Text for analysis:
□ □ □

Most of us know that fermentation preserves food — and thereby nutrients — in otherwise perishable foods. It does so by alcohol, lactic acid, and acetic acid: bio-preservatives that also fend against the growth of pathogens.
But the real magic of fermentation lies in its ability to create new nutrients: microbial cultures, as they transform through their cycles, create B vitamins (folic acid, riboflavin, niacin, thiamin, biotin), antioxidants (which purge free radicals), lactic acid, which produces omega-3 fatty acids, and most importantly bacteria, which are probiotic and enable us to digest our food. These bacteria make us happy (serotonin) and build our immunity and thus our ability to fend off illness.
This is only half of the equation. The real selling point for fermentation, for me, is Katz’s argument that eating live cultures is an opportunity to “resist the culture of mass marketing and commodification.”
He quotes Wendell Berry: “Both eater and eaten are thus in exile from biological reality. And the result is a kind of solitude, unprecedented in human experience, in which the eater may think of eating as first a purely commercial transaction between him and a supplier, and then as a purely appetitive transaction between him and his food.”1
Fermentation is an ancient ritual. No matter who you are or where your family hails from, your ancestors fermented their foods. Humans were fermenting before they wrote words and made pottery. They were drinking mead, the result of honey mixing with water, and giving thanks to God.

□ □ □

Work request A: In the passage on fermentation, which three bio-preservatives does fermentation use to preserve food?
Work request B: List every B vitamin that the passage on fermentation names.

Source data:

□ □ □

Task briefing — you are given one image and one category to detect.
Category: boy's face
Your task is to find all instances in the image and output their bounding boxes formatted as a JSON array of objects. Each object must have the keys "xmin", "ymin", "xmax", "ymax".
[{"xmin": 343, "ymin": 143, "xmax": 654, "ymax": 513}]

□ □ □

Result A: Alcohol, lactic acid, and acetic acid.

Result B: Folic acid, riboflavin, niacin, thiamin, biotin